- _EXERCISE MATERIAL_:

--

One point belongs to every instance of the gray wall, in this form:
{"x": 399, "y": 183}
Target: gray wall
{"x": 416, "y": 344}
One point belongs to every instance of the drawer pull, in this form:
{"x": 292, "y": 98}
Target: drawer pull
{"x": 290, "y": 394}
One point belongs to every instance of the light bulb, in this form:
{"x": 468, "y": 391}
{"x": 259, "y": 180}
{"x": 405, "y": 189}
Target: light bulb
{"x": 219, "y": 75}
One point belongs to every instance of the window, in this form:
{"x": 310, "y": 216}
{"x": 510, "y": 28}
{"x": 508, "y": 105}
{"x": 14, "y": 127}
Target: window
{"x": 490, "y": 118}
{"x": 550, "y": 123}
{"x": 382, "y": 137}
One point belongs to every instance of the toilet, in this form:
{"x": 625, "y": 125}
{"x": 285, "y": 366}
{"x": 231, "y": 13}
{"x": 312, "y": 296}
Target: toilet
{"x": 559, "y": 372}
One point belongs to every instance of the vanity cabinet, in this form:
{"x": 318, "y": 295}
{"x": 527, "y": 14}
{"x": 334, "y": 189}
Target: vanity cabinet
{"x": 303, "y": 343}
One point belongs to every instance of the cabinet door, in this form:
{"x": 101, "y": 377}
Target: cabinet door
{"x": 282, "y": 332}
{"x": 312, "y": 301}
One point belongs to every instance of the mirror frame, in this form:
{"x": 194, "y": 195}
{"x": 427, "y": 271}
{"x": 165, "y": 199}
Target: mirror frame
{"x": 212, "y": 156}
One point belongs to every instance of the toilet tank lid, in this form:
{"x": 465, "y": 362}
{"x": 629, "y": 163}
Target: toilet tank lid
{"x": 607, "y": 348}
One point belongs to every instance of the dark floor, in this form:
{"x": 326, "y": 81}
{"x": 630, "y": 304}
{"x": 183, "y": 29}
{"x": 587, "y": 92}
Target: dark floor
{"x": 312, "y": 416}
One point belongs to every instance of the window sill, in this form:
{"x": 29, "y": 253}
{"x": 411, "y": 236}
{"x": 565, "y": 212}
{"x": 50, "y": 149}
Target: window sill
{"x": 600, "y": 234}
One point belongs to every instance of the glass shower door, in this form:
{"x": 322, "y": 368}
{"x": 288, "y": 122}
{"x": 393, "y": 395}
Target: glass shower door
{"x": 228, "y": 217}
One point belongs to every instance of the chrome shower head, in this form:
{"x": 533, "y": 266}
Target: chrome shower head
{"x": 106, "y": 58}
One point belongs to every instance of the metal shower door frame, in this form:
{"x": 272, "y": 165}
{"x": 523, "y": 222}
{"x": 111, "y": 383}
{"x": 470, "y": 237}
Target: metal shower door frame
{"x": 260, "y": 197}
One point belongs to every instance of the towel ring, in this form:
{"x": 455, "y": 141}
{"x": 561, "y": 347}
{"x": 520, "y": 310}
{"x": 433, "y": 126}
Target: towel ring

--

- _GIVEN PROBLEM_: Retype the part of the records that opens with the line containing "One point belongs to every instance of the cabinet" and runs through the end of the records, including both ends.

- _THE ANSWER_:
One point belongs to every instance of the cabinet door, in this form:
{"x": 101, "y": 377}
Target: cabinet door
{"x": 282, "y": 332}
{"x": 312, "y": 301}
One point belongs to every instance of the mirror frame, in this form:
{"x": 194, "y": 195}
{"x": 427, "y": 271}
{"x": 165, "y": 199}
Target: mirror frame
{"x": 212, "y": 156}
One point belongs to every instance of the toilet tank lid, in this form:
{"x": 465, "y": 362}
{"x": 629, "y": 163}
Target: toilet tank lid
{"x": 607, "y": 348}
One point belongs to every instance of the dark floor, in this form:
{"x": 326, "y": 81}
{"x": 630, "y": 304}
{"x": 183, "y": 29}
{"x": 587, "y": 92}
Target: dark floor
{"x": 312, "y": 416}
One point belongs to every instance of the window sill, in this form:
{"x": 29, "y": 253}
{"x": 411, "y": 236}
{"x": 565, "y": 212}
{"x": 50, "y": 149}
Target: window sill
{"x": 600, "y": 234}
One point belongs to every instance of the glass shower door, in this form:
{"x": 322, "y": 368}
{"x": 288, "y": 122}
{"x": 393, "y": 395}
Target: glass shower door
{"x": 228, "y": 217}
One point belongs to every instance of the chrome shower head, in this form:
{"x": 533, "y": 266}
Target: chrome shower head
{"x": 106, "y": 58}
One point belongs to every instance of the metal shower door frame, in this form:
{"x": 272, "y": 165}
{"x": 523, "y": 222}
{"x": 111, "y": 383}
{"x": 470, "y": 237}
Target: metal shower door frame
{"x": 260, "y": 197}
One point belongs to every instance of the towel ring, in this form:
{"x": 455, "y": 141}
{"x": 561, "y": 347}
{"x": 520, "y": 310}
{"x": 433, "y": 126}
Target: towel ring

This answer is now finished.